Work order: The entries follow. Please return all of them exactly.

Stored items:
== == ==

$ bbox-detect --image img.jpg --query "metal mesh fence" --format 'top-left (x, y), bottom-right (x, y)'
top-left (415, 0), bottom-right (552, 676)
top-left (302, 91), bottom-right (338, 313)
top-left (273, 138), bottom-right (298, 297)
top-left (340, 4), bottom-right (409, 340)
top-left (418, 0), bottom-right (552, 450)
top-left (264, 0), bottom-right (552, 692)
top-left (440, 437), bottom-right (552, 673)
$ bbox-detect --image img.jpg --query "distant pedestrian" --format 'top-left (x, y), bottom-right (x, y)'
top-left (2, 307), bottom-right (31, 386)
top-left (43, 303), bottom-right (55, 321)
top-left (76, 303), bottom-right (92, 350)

== == ==

Solution:
$ bbox-detect --image img.jpg --query "metal mesh fence" --format 'top-left (x, y), bottom-right (x, y)'
top-left (415, 0), bottom-right (552, 676)
top-left (302, 91), bottom-right (338, 313)
top-left (273, 138), bottom-right (298, 297)
top-left (340, 4), bottom-right (409, 340)
top-left (418, 0), bottom-right (552, 450)
top-left (264, 0), bottom-right (552, 692)
top-left (440, 437), bottom-right (552, 673)
$ bbox-detect --image img.jpg --query "distant pedestrian" --format 'top-left (x, y), bottom-right (x, y)'
top-left (2, 307), bottom-right (31, 386)
top-left (43, 303), bottom-right (55, 321)
top-left (76, 303), bottom-right (92, 350)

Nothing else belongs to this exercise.